Chiede alla Stampa di essere testimone e promotrice di una comunicazione non ostile, che diffonda una cultura della cura, costruisca ponti e penetri nei muri visibili e invisibili del nostro tempo, raccontando storie intrise di speranza, avendo a cuore il nostro comune destino e scrivendo insieme la storia del nostro futuro.

«Il sepolcro deve essere nella terra; semplice, senza particolare decoro e con l’unica iscrizione: Franciscus», le ultime parole scritte da Jorge Bergoglio nel suo testamento.

▶ [ISTRUZIONI]:
[1] Ripeti per intero l'estratto scelto, senza cambiare nulla.
[2] Riporta soltanto le righe del materiale di lavoro dalla riga che contiene "Put a dot on the building window" fino alla riga che contiene "<point>568,310</point>", inclusa, sostituendo "Target" con "Object" e lasciando invariato tutto il resto.
L'estratto e le righe sono materiali separati e indipendenti.

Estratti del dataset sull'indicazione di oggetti
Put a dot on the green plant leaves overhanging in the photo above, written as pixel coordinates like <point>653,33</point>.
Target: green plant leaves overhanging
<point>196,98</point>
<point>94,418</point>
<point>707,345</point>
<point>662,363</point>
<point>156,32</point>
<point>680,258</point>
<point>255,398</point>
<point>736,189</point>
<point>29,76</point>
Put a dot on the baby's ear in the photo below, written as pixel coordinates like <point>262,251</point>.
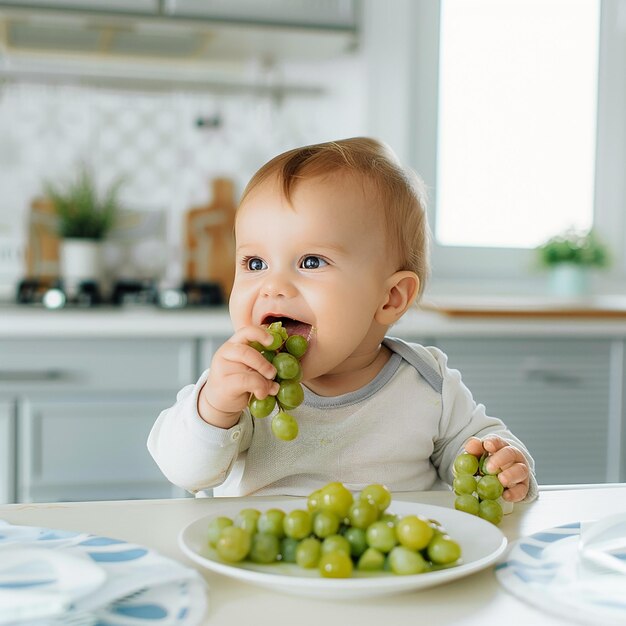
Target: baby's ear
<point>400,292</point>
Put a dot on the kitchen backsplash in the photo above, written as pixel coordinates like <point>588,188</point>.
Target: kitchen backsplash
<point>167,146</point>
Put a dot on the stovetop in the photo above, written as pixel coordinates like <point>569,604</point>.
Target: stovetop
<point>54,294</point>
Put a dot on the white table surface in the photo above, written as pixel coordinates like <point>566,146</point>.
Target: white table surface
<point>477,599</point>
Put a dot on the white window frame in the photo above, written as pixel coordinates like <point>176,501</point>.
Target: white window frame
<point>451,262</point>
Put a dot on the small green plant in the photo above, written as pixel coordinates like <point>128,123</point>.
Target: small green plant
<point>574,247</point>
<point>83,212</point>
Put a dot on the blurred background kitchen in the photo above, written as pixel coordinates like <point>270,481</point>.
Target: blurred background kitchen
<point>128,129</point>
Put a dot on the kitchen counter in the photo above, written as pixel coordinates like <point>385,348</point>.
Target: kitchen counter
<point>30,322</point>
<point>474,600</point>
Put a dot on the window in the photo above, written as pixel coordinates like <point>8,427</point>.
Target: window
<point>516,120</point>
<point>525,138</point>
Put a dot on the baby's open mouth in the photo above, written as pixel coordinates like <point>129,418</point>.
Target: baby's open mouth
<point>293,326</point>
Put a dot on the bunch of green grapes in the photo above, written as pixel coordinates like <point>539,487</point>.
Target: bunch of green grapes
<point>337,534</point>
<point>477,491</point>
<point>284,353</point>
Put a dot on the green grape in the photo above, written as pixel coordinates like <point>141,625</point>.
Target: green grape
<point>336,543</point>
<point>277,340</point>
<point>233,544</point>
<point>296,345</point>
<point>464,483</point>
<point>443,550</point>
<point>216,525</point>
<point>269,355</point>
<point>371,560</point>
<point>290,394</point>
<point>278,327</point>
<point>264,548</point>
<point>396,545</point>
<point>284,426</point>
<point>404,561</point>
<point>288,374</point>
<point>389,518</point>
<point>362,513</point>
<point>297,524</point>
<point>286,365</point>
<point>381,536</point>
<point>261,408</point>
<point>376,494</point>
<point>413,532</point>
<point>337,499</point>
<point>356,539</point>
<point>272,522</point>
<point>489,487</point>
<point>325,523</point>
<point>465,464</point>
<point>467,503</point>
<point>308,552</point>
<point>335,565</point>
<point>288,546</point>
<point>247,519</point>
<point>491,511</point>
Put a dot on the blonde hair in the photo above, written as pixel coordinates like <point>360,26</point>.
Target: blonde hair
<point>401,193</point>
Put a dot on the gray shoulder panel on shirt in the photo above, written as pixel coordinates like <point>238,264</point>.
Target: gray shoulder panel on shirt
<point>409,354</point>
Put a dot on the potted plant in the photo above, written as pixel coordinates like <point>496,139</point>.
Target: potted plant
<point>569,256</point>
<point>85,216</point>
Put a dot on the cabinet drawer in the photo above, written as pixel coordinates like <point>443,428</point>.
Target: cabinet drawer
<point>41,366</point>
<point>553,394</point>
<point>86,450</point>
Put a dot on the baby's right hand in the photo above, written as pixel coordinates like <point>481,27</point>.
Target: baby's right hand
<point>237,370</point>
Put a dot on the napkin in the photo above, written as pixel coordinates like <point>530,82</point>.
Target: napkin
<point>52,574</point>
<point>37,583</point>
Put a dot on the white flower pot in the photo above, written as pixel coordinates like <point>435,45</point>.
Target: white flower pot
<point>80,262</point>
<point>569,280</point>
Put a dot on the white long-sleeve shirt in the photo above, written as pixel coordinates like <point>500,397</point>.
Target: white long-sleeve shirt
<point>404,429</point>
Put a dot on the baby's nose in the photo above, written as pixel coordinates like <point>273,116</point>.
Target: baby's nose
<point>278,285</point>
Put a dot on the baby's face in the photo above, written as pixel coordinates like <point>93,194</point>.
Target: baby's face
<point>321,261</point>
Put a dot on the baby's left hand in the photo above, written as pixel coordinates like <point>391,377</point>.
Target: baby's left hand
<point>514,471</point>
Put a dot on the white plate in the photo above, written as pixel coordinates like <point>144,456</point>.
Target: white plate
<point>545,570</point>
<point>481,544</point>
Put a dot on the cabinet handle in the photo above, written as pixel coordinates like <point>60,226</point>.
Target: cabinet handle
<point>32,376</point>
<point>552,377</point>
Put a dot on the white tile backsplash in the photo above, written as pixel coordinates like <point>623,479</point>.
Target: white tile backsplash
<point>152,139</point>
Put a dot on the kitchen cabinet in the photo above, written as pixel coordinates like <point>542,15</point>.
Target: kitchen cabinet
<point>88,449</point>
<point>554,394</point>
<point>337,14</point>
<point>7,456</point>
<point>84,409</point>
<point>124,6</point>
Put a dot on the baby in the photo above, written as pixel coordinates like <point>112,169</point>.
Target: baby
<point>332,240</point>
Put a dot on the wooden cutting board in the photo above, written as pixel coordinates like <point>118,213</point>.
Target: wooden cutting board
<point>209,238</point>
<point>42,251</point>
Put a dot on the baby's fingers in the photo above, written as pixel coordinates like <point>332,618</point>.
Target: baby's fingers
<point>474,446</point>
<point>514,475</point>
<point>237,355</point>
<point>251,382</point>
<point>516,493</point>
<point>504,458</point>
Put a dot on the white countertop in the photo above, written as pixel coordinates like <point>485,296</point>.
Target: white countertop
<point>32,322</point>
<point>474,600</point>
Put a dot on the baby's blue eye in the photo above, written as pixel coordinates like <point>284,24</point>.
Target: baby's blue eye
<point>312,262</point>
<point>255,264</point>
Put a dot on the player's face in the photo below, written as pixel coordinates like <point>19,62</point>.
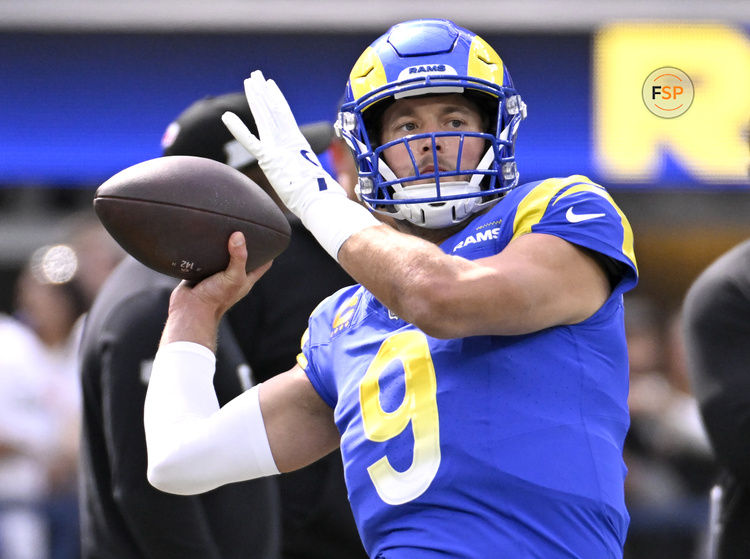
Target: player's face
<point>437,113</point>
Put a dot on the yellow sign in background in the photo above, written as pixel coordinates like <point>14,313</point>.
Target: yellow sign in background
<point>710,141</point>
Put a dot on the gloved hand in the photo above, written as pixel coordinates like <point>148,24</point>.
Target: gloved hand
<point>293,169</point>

==

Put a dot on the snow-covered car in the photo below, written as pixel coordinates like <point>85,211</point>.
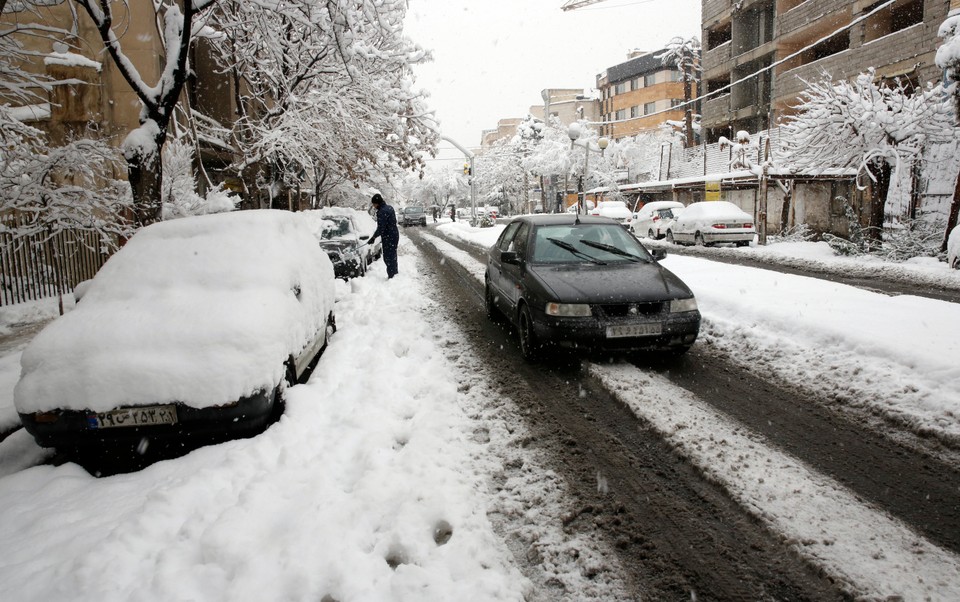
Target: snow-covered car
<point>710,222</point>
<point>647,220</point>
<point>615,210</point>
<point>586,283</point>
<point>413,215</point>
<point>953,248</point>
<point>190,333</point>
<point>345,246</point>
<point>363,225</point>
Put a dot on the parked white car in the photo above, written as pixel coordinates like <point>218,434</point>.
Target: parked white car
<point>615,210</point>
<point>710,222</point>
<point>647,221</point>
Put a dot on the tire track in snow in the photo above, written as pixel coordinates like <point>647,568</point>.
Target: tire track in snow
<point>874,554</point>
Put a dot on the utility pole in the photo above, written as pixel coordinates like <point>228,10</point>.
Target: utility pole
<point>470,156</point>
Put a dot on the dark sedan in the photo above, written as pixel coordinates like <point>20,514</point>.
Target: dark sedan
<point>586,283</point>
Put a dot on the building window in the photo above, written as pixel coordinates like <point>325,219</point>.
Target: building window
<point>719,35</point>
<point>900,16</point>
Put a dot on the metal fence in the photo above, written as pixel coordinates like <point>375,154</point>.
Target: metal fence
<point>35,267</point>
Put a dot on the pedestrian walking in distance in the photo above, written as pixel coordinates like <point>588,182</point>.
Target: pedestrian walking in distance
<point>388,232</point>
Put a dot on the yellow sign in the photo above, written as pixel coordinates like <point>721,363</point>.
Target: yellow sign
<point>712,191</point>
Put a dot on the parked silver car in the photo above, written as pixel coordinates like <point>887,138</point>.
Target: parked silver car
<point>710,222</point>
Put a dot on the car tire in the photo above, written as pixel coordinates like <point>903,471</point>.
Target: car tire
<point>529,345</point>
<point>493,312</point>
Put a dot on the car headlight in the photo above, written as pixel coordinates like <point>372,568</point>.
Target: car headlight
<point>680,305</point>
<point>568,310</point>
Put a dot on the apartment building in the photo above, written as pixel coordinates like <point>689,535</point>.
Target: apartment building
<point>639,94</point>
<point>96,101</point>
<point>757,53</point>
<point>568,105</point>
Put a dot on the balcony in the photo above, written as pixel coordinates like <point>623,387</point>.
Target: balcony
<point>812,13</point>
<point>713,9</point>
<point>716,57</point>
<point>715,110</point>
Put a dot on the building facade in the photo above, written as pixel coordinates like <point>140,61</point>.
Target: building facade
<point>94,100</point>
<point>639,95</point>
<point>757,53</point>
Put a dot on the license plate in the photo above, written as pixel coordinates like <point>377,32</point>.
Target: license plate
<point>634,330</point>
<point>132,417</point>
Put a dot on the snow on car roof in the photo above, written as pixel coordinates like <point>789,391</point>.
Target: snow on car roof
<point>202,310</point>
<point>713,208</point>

* * *

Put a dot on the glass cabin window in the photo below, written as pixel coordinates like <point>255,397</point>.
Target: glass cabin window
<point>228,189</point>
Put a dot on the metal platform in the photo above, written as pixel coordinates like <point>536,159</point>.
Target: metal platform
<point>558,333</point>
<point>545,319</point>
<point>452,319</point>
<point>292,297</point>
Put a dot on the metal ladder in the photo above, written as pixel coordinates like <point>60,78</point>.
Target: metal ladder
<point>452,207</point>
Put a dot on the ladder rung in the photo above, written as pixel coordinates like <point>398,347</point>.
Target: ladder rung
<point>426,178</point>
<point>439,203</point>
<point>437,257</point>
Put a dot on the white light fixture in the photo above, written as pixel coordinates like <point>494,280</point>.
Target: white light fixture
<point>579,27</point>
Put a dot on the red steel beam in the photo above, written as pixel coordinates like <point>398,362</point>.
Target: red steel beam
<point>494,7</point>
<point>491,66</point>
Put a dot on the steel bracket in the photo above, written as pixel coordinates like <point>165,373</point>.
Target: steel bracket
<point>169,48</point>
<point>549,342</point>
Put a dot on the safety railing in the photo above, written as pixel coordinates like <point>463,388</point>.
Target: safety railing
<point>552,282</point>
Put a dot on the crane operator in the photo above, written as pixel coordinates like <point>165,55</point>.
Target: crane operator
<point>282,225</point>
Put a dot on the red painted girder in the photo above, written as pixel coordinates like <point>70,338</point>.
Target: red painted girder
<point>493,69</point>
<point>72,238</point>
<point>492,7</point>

▶ [RISULTATI PER CONSEGNA]:
[1]
Chiede alla Stampa di essere testimone e promotrice di una comunicazione non ostile, che diffonda una cultura della cura, costruisca ponti e penetri nei muri visibili e invisibili del nostro tempo, raccontando storie intrise di speranza, avendo a cuore il nostro comune destino e scrivendo insieme la storia del nostro futuro.

«Il sepolcro deve essere nella terra; semplice, senza particolare decoro e con l’unica iscrizione: Franciscus», le ultime parole scritte da Jorge Bergoglio nel suo testamento.

[2]
Put a dot on the building window in the photo above, written as pixel coordinates like <point>325,219</point>.
Object: building window
<point>719,35</point>
<point>900,16</point>
Put a dot on the metal fence in the photo above, written as pixel coordinates like <point>375,154</point>.
Object: metal fence
<point>35,267</point>
Put a dot on the pedestrian walking in distance in the photo above, written as pixel coordinates like <point>588,182</point>.
Object: pedestrian walking in distance
<point>388,232</point>
Put a dot on the yellow sign in the photo above, written as pixel coordinates like <point>721,363</point>.
Object: yellow sign
<point>712,191</point>
Put a dot on the parked silver car in the photo above, written as pixel coordinates like <point>887,138</point>.
Object: parked silver car
<point>710,222</point>
Put a dot on the car tire in the photo above, written as pixel coordinates like <point>903,471</point>.
Object: car tire
<point>529,345</point>
<point>493,312</point>
Put a dot on the car headlight in the photo above, written as pixel coordinates like <point>372,568</point>.
Object: car headlight
<point>680,305</point>
<point>568,310</point>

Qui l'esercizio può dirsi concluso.